Goal of the exercise
Copy the entries below word for word, keeping every line in its original order. Omit the pictures from your copy.

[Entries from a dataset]

* * *

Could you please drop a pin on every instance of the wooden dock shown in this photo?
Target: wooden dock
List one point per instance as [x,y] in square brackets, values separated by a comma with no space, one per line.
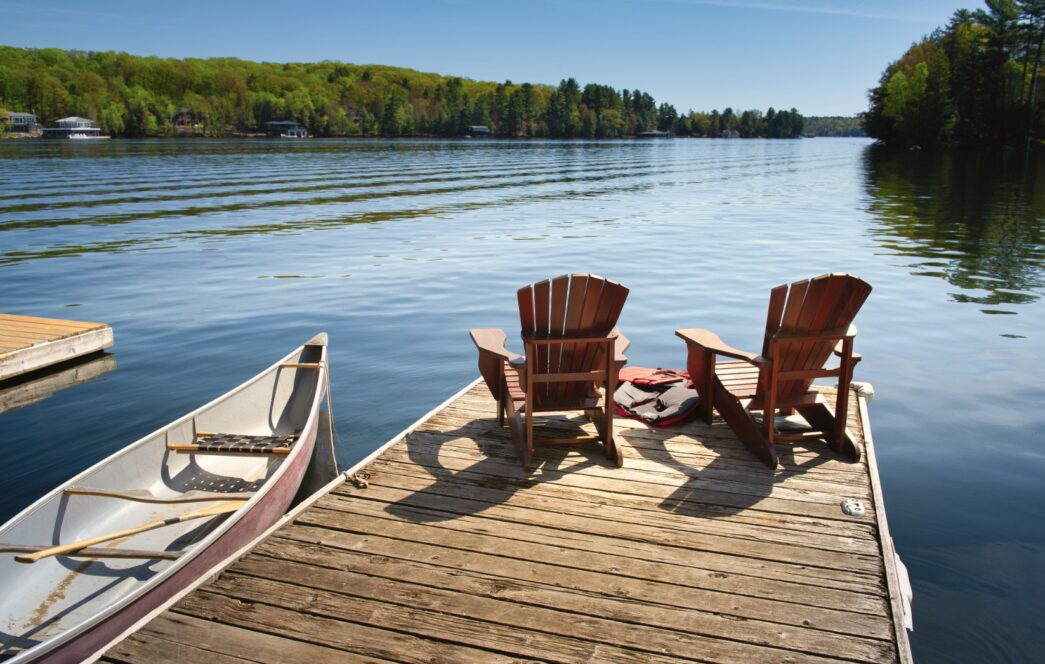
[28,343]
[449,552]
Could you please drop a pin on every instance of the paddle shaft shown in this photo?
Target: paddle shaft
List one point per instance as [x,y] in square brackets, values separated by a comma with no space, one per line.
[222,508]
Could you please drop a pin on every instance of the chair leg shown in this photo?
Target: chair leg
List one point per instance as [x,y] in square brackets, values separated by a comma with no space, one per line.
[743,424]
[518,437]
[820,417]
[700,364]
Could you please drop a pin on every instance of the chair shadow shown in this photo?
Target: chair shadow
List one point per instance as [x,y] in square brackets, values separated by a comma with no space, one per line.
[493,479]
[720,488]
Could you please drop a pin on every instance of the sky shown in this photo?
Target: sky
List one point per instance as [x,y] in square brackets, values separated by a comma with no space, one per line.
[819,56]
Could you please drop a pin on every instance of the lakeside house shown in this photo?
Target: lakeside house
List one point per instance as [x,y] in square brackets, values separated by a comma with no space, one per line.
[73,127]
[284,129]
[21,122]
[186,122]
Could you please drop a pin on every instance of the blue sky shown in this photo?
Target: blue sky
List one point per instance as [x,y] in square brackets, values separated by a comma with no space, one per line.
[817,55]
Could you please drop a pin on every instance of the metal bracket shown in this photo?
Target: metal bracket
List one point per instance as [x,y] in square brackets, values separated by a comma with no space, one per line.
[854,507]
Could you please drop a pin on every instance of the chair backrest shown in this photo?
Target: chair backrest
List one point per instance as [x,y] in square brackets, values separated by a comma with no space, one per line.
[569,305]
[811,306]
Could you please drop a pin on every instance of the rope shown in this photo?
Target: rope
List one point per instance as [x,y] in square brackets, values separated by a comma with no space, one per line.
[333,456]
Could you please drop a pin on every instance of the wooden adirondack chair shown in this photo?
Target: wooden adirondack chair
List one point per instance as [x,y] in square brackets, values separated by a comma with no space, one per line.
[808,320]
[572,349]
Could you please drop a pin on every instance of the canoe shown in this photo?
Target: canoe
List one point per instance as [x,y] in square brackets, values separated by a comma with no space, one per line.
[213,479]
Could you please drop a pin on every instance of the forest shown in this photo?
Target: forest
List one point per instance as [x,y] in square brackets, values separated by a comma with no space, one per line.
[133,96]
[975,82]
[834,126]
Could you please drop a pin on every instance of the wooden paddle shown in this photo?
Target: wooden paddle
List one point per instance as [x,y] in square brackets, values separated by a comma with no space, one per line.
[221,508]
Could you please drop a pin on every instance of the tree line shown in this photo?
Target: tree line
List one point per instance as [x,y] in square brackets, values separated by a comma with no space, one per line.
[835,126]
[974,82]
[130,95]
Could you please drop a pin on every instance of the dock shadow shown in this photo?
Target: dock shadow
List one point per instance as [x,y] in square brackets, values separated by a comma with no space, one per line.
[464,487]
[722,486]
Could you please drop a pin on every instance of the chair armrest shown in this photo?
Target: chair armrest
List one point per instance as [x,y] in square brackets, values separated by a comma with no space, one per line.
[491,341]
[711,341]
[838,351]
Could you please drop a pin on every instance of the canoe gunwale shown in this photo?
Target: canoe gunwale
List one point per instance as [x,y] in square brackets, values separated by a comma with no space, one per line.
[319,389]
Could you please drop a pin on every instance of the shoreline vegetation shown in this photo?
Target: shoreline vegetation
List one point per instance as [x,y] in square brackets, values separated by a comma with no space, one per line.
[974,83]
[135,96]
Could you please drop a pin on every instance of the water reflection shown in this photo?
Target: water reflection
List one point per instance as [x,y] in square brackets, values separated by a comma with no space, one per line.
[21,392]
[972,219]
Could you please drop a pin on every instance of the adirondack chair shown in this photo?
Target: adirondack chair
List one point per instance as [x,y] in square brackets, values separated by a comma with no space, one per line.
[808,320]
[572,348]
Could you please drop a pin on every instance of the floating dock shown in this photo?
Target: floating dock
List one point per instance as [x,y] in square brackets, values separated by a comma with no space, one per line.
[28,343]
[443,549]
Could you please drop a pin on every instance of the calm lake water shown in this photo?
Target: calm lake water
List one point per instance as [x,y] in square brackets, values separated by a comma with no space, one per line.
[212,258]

* * *

Output below
Could you please drop a pin on every instance of the wooden dock shown in this photo?
Target: wooden dock
List one point per instance as [x,y] in square brackets, values separated by a comma with no space, one per line.
[28,343]
[449,552]
Could you please drop a pin on every instance of the paddle shaft shown in this photo?
Target: paddle shaft
List one point per instance as [x,y] in square brackets, values separated by a comma with no space, one per line.
[222,508]
Could you please drop a pin on every instance of the chair leg shown in this photo?
Target: chair leg
List one point per instance as [x,y] in square brackets, values separated by a comma with no space, one per line.
[743,424]
[518,437]
[820,417]
[700,364]
Could you please drop a pin on every instance of the chair shadow shown in this photo?
Target: chair shadow
List one point per instance as [x,y] in square brackets, values separated by a comma with no space, one per line.
[493,479]
[720,488]
Could you please drop a pin on every instance of the sky shown in this photo?
Target: sky
List one point per instance as [x,y] in square brackets, values separated by a comma with no space, one per line.
[819,56]
Could you please drop a pin on every instance of the lakeside house shown in this photo?
Target: lakeside house
List one point per instance as [x,y] in square brackets, values separated by a comma with no space, one per line.
[73,127]
[284,129]
[21,122]
[186,122]
Could you please drop a pin on every instance of the blue sky shown in this photo?
Target: blue sky
List one point per instance as [x,y] in square brackets, values separated by a comma with no space, one per line.
[817,55]
Could you please drop a pin on every instance of the metal bracket shown in this photo?
Target: metal bracket
List one point per instance as [x,y] in square brackets, values separated by a comma with no space, one per line.
[854,507]
Could you please drop a pin on every instance of the chair backrest shown in this photo?
Target: chair backrest
List one point per instance as [x,y] in square brackets, values separated by a comma with no space, one per line.
[569,305]
[811,306]
Could you please drop a pin on every instance of the rope shown in this photo?
Target: rope
List one point per instance as [x,y] in square brackets, values separated by a comma with no space, one per line.
[333,456]
Could you please drop a pin on every instance of the wooden adirondack chair shown in this photo?
Target: wooden adirondack chair
List one point per instance as [x,y] in square brackets, values separated by a comma with no space, one per line.
[808,320]
[572,349]
Could you please drop a pin on every instance of the canoe shown in this photo?
Target: canoe
List one point per instance as [x,y] in square brackets, values separated by a comma with no space, one per line.
[213,479]
Could you please drop a pin on every instance of the forest shown in this photo?
Target: forest
List one point per instance as [x,y] in square brackets, values separated by a comma with no space, one per line.
[133,96]
[975,82]
[834,126]
Could you please drop a pin on every instance of the wooden paddle shown in this photo?
Target: wooden paddle
List one point per instance as [x,y] in square brackets, values separated by a comma with no space, one per line.
[221,508]
Could you please drop a pin on every instance of the tree line shown in this photo?
Target: tree line
List one point per instance as [x,y] in square brackets, values separated by a comma with no space, one per line.
[835,126]
[974,82]
[130,95]
Could you please drop a pin on every instance of the dock shadow shown in this photo?
Target: dock shadow
List one point per instance as [x,y] in square brackets, values separated by a comma with no space, one per line.
[464,487]
[722,486]
Could you please drop a pin on every instance of the chair armrest shown in this photo?
Target: chair armrest
List one point per instance as [x,y] in square brackets, values separated by a comma with no space, one per line.
[491,341]
[711,341]
[838,351]
Could you please drop a pin on every instance of the canoe gunwale shown in this photo?
Target: canoe gunwale
List one point per instance as [x,y] in square brackets, values separated by a comma with no space, one per line.
[319,389]
Could you please drop a pin on every instance of the shoreline vegetation shown in this photo?
Target: shoreline vegetation
List one point per instance as [x,y] in square brackets, values separated by a comma with no space, one per line.
[974,83]
[135,96]
Could you please drop a pin on every instance of the water reflection shown in this photo?
Target: water reflection
List one point per instance as [x,y] in square brackets, values separated by a comma with no space, one per line.
[21,392]
[972,219]
Could you please drop a pin on every instance of the adirondack chair shown in this photo?
Target: adirondack chair
List one point per instance as [x,y] in square brackets, values separated by a comma with no space, one per line.
[808,320]
[572,348]
Could you please drop a pin on every instance of the floating dock shown in this photo?
Target: floating dock
List one point per instance as [x,y] in square brackets, values separated by a comma with no space, one per line.
[28,343]
[443,549]
Could you please drop a pin on every instance of the calm lake water shown in this photo?
Target: calm lake water
List one point per instance as [x,y] in square brackets, values separated by a comma with no space, one per line.
[212,258]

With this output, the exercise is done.